Я никогда не забуду эту ужасную ночь. Беспросветно темная, только всполохи далеких молний прорезали тяжелые тучи. Ничего не видно, конвой нервничал… Урки устали, проголодались, хотели скорее дойти, поесть и лечь спать. А я еле тащилась. Боль была отчаянной, непереносимой, каждый шаг стоил невероятного напряжения, я еле удерживалась от стонов.
Я отставала, меня подгоняли прикладом, но я тащилась все медленнее и медленнее. Меня поставили впереди — урки роптали, матерились. Исчезло ощущение яви. Мне казалось, я вижу страшный сон, кошмар терзал меня. На подходе к Волковскому я потеряла сознание. Беднягам уркам в довершение всего пришлось тащить меня на руках до барака.
С тех пор я больше не встала… Уже и ребра срослись (не совсем, видно, правильно), а я… Жизненные силы вдруг иссякли. Я стала доходить, и, если бы не Кузнецов, лежать бы мне в карагандинской земле в братской могиле.
Спасибо Кузнецову за жизнь! Спасибо таким людям, как Кузнецов, что я не озлобилась, не пришла в отчаяние. Кузнецов был на Волковском чуть больше года, но как же он много сделал за эти четырнадцать месяцев.
По-моему, самое главное, чего он сумел добиться, — это уничтожение «подконвойки» — двух позорных бараков, огороженных в три ряда колючей проволокой, где рычали и выли овчарки, а из окон выглядывали сумрачные озлобленные лица рецидивистов. Теперь они свободно ходили по всему лагерю и на работу, заходили в клуб. Они перестали драться между собой, как пауки в банке. Он не смог нас приодеть, по-прежнему мы выглядели, как персонажи картин Гойи, но как он поднял духовную жизнь лагерников! Каждый вечер в клубе либо читали лекцию — он привлек критиков, историков, ученых, — либо выступали наши артисты или самодеятельность. Немного лучше стало питание — причем за счет собственных запасов, ведь у нас же были огороды и бахчи. Вечерами теперь рассказывала я больше в клубе, а не в своем бараке, и самые страстные слушатели мои были подконвойные.
Известие об уходе Кузнецова свалилось на всех нас в апреле сорок четвертого. В этот вечер в клубе ничего не было, но все собрались там и сидели, как на похоронах, многие даже плакали. «Не расходитесь, я пойду позову начальника к нам сюда», — предложила я и пошла в контору. Он был дома. Зашла к ним домой. Нина Ивановна, веселая, оживленная, собирала вещи, Кузнецов что-то писал за письменным столом.
Я извинилась и сказала, что в клубе ждут его и как все приуныли.
— Молодец, что зашла, — заметил Кузнецов. Он быстро надел пиджак, плащ, и мы пошли.
— Тебе до освобождения остался год… — сказал задумчиво начальник, впервые назвав меня на «ты».
— 4 октября 1945 года меня должны освободить, если окончится война.

→ **Условие задания**: Продолжите воспоминания о лагере на Волковском, начав сразу после последней реплики. Позиции ниже взяты из другого источника.

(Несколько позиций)
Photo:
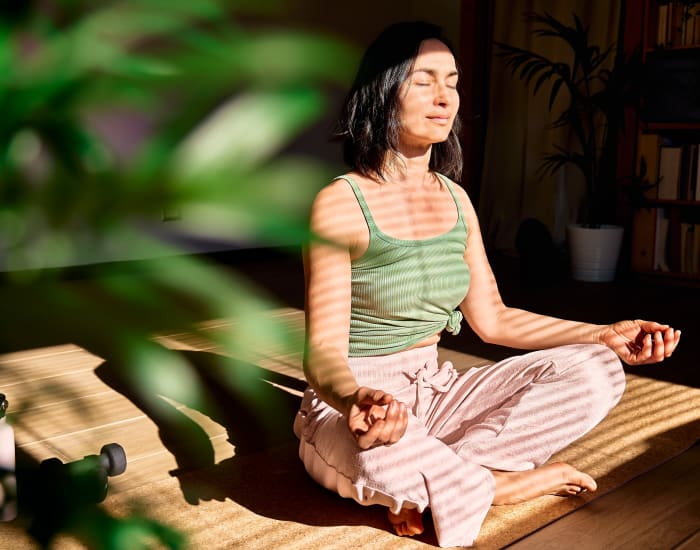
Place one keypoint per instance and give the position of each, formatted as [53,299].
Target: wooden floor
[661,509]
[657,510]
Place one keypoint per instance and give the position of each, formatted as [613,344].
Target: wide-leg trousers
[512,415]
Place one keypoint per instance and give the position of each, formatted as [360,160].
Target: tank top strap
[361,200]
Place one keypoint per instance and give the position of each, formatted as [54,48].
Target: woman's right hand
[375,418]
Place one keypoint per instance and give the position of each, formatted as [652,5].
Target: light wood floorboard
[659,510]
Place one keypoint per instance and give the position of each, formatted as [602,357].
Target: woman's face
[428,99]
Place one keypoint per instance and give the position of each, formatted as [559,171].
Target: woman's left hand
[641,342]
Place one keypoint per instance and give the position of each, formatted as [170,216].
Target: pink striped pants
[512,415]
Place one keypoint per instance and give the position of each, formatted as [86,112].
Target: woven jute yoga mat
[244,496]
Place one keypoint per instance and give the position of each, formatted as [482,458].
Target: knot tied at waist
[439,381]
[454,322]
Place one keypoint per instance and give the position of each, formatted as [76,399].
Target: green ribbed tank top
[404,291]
--
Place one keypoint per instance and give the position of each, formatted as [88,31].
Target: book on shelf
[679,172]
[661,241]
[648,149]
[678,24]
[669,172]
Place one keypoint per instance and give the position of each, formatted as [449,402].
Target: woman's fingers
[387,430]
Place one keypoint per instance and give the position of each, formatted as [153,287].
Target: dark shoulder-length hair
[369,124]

→ **Результат выполнения**:
— Не позже чем через год мы победим, — заверил Кузнецов.
В клубе все очень обрадовались ему, окружили, он сел рядом со мной и подозвал Зину.
— Воробьева, у меня есть для тебя радость, но сначала спой нам ту песенку, «Что ты смотришь на меня в упор». Уж очень хорошо у тебя получается. А Валерий Косолапый, он здесь? Пусть аккомпанирует.
Оба вышли на середину клуба. У них это уж очень хорошо получалось. Не знаю, чья это песня? То ли это уголовный фольклор, то ли кто из настоящих поэтов приложил руку. Зина с темпераментом, с таким артистизмом исполнила ее.
Привожу эту песню целиком.
В этот раз Зина исполняла как никогда… Несколько минут мы молчали.
— Смотришь на меня, но не обо мне песня, — бормотал Косолапый. — Клоун ему кличка.
— Затрещину хочешь? — возмутилась Зинка. — Князь — его кличка. — А настоящее имя? — спросил Кузнецов.
— По первому паспорту Федор Скоморохов.
— Тебе письмо от Скоморохова Федора, — сказал Кузнецов, протянув ей конверт.
— Разыскал-таки! — охнул Косолапый.
— Спасибо, спасибо вам, гражданин начальник, это вы помогли! — воскликнула Зина и, схватив конверт, ушла в уголок читать.
— Как же мы останемся без вас? — всплакнул кто-то горько.
— Я же не так далеко уезжаю, всего за десять километров. Буду начальником Караджарского отделения Карлага. У меня будет больше возможности помочь каждому из вас… И я буду сюда регулярно наезжать.
— Валюшу Мухину не забудьте оживить, — улыбнулась Елизавета Николаевна.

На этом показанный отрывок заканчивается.